Please rewrite every line of the records below, substituting "image" for each "photograph" and keeping everything else the same. Leave the pictures out of your answer.

----- RECORD EXCERPTS -----

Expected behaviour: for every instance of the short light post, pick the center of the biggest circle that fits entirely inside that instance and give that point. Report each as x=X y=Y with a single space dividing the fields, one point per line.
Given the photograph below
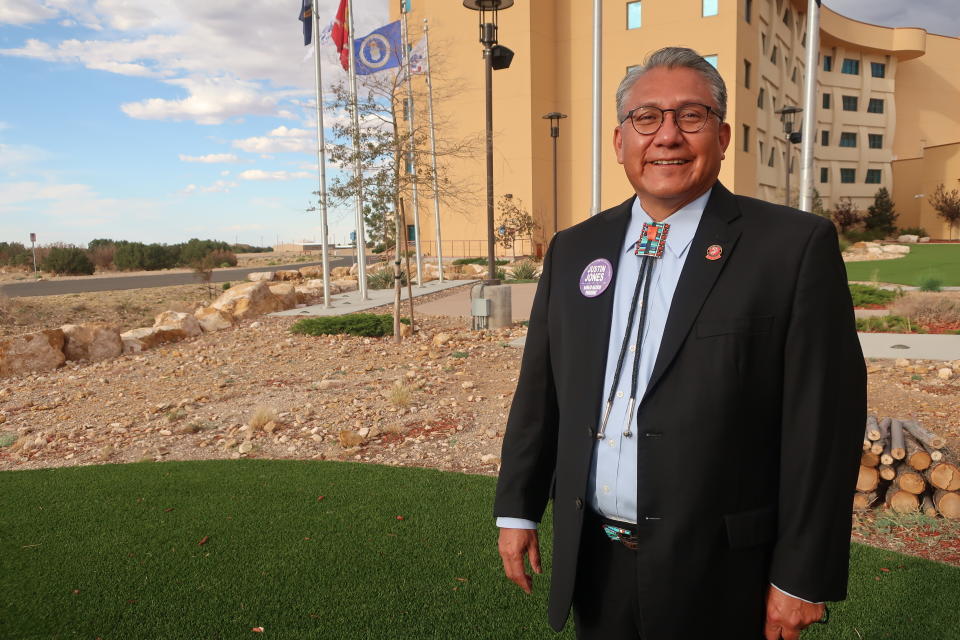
x=554 y=117
x=787 y=115
x=495 y=56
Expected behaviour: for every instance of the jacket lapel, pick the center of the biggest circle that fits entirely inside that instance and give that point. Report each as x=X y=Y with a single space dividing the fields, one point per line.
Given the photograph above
x=698 y=275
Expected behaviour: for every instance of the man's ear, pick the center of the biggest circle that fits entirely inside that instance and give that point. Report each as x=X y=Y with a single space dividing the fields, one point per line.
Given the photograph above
x=618 y=143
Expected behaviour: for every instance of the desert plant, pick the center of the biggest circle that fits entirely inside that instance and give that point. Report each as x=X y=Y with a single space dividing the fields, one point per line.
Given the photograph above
x=524 y=270
x=947 y=204
x=68 y=260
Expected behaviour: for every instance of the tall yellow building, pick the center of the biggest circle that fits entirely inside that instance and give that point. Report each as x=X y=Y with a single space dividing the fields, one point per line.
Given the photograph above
x=888 y=103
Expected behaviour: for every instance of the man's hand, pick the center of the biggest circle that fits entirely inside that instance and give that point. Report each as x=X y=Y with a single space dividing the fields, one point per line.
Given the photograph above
x=514 y=545
x=788 y=616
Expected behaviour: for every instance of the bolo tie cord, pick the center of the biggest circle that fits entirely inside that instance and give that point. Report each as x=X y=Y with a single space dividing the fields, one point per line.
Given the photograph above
x=644 y=279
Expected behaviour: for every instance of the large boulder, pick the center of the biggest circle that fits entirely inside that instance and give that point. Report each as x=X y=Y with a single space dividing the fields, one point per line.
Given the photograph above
x=39 y=351
x=92 y=341
x=211 y=319
x=286 y=293
x=137 y=340
x=185 y=322
x=248 y=300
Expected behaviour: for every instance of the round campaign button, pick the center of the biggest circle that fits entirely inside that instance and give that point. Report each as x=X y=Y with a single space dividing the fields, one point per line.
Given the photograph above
x=596 y=277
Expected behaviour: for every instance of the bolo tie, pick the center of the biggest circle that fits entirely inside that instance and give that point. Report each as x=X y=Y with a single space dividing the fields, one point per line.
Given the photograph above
x=650 y=247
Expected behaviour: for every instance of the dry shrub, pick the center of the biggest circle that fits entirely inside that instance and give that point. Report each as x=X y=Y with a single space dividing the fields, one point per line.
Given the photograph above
x=262 y=416
x=923 y=308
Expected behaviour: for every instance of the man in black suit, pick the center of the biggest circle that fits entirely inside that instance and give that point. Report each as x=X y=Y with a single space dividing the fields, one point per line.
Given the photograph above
x=714 y=500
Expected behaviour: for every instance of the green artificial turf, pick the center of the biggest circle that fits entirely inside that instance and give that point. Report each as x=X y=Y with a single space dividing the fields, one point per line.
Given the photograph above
x=924 y=262
x=113 y=552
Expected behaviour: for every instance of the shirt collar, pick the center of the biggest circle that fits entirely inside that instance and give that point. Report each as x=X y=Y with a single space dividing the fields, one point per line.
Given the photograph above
x=683 y=225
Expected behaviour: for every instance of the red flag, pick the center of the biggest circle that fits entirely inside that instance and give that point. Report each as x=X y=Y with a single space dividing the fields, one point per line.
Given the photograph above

-----

RESULT OF THE EXERCISE:
Expected behaviour: for every instance of the short light post, pick the center of the biggest circle that fits entirely inside that instance and give that point. Report each as x=X y=Y with a single space dividing the fields, one point per line.
Given the image below
x=554 y=117
x=787 y=115
x=495 y=56
Expected behaviour: for every instance of the jacket lapel, pick the center of the biggest circle that fits entirely inside that instance and give that point. Report each as x=X y=Y with a single space dividing the fields, one point per line.
Given the image above
x=698 y=275
Expected behaviour: for every instance of the man's ear, pick the center of the biggest circle that fits entirely inside that instance and give that point. Report each as x=X y=Y with a single space dividing the fields, one point per line.
Given the image above
x=618 y=143
Expected behaviour: for every instance of the desert plant, pick the center of the biggest circle that fits entirely inside that instance and give that point. Report each as x=X y=Y with a single space dividing the fields, one point per line.
Given the image above
x=524 y=270
x=947 y=204
x=68 y=260
Expected behaviour: for every instance of the tall yellow building, pick the center of the biggest circle that fits entirely inside that instance and give that point. Report each as x=X y=Y with a single space dividing the fields, one point per line.
Given the image above
x=888 y=103
Expected behaviour: for every instance of the man's hand, pick the center of the biggest circle that fits entirely inside that instance and give that point. Report each as x=X y=Y with a single space dividing the fields, one point per line.
Given the image above
x=514 y=545
x=788 y=616
Expected behaviour: for every instance of the bolo tie cord, pick the center of the biggest circle that fits entirely inside that instance and give that point. Report each as x=X y=Y with a single space dividing the fields, one point per line.
Given the image above
x=644 y=279
Expected behaviour: for every instance of the large boulder, pick the center of the biggest circle that fits entirely inside that instance and give that point. Report each as x=X y=Y with a single space dividing the fields, one point per line.
Given the image above
x=39 y=351
x=92 y=341
x=211 y=319
x=286 y=293
x=137 y=340
x=185 y=322
x=248 y=300
Expected behaviour: for every instance of the round campaign button, pick the center of the biggest circle that fits entirely inside that instance and give that point. Report each as x=X y=Y with a single space dividing the fields, one point per line.
Given the image above
x=596 y=277
Expected behaviour: for every instance of the bolo tie, pick the center of the biggest circle that fits entirely inside that instance and give that point. Report each as x=X y=Y with a single space dividing the fields, one point per line.
Given the image above
x=650 y=247
Expected behaviour: for every instance of the dry shrub, pick the center of the biggest circle that fits entirely inside that instance and give that point. Report each as x=X y=Y with a single space dividing the fields, one point per line.
Given the image above
x=262 y=416
x=923 y=308
Expected behaviour: for every instance of the man in black suit, pick the center of the biggest circle that fits entirely inside that instance and give that point. Report each as x=X y=Y with a single space dividing the fields, one point per line.
Given the image above
x=714 y=500
Expected behaviour: for every instance of the green artificial turf, pick the center of the biggest circle that fits entirely inside that instance and give that point. Report each as x=X y=Y with a single space dividing the fields, one point per line.
Given the image above
x=924 y=262
x=113 y=552
Expected behaviour: for every instance of the shirt collar, pick the center of the biggest circle that fits entirely inside that instance and give that point. Report each as x=X y=Y with a single space dividing the fields, one point per line.
Given the image above
x=683 y=225
Expected behaviour: for every instance of the red flag, pick the center of the biggest circle that fits entirely inside that instance and give that point. Report each as x=X y=Y with a single space dividing the fields, one point per line.
Given the image above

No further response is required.